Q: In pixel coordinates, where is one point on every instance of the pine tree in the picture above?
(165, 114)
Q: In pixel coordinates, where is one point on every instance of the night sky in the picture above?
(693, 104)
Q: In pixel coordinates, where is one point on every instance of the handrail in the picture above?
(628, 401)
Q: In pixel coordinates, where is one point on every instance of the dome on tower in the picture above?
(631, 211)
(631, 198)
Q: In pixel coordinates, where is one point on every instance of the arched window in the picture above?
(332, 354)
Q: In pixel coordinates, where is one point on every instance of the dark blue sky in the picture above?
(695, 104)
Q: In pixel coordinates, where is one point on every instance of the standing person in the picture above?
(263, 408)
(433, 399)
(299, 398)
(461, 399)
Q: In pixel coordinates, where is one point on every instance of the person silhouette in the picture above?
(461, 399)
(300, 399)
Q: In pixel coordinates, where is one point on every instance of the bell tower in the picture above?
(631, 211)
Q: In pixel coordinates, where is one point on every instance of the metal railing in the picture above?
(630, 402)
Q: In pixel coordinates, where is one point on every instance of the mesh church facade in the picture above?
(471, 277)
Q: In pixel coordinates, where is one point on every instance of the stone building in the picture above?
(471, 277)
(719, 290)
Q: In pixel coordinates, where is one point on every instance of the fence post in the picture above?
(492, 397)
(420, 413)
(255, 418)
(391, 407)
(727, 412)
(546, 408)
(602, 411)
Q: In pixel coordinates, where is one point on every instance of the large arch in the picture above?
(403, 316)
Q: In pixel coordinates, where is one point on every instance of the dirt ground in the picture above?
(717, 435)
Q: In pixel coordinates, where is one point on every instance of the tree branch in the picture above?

REQUIRED ACTION:
Exact copies of all the records are to be printed.

RESPONSE:
Q: In pixel coordinates, where is one point on every instance of the pine tree in the picture above?
(165, 114)
Q: In pixel coordinates, where is one point on every instance of the night sky in the picture above?
(693, 104)
Q: In pixel coordinates, where is one point on every instance of the handrail in the picture above?
(628, 401)
Q: In pixel coordinates, where is one point on every instance of the dome on tower in the picture above?
(631, 211)
(631, 198)
Q: In pixel coordinates, where is one point on every instance of the arched window in the picture above?
(332, 354)
Q: In pixel coordinates, where is one point on every instance of the dark blue sky in the picture above?
(695, 104)
Q: In pixel coordinates, where is one point on every instance of the standing person in the picture above?
(263, 408)
(433, 399)
(299, 398)
(461, 399)
Q: In pixel coordinates, where is one point on every instance of the person silhouette in the picture above?
(461, 399)
(300, 399)
Q: In pixel coordinates, where is one point on every instance of the bell tower in the picture above?
(631, 211)
Q: In pixel coordinates, where is one point on every instance of the metal railing in the picture above?
(630, 402)
Q: In pixel coordinates, where is one point on every instance of the mesh church facade in the picture above?
(471, 277)
Q: In pixel coordinates, where is one point on every instance of the stone building in the picture above?
(471, 277)
(719, 290)
Q: In pixel coordinates, where is one point on every instance of the fence post in the picture above?
(492, 397)
(420, 413)
(255, 418)
(391, 407)
(727, 412)
(546, 408)
(602, 411)
Q: In pixel coordinates, where is one point on every instance of the large arch in the picture above?
(403, 316)
Q: In pixel coordinates, where is one point on every instance of the dirt ground in the picture above?
(717, 435)
Q: In pixel coordinates, where is one point on every instance of the tree branch in the picture above?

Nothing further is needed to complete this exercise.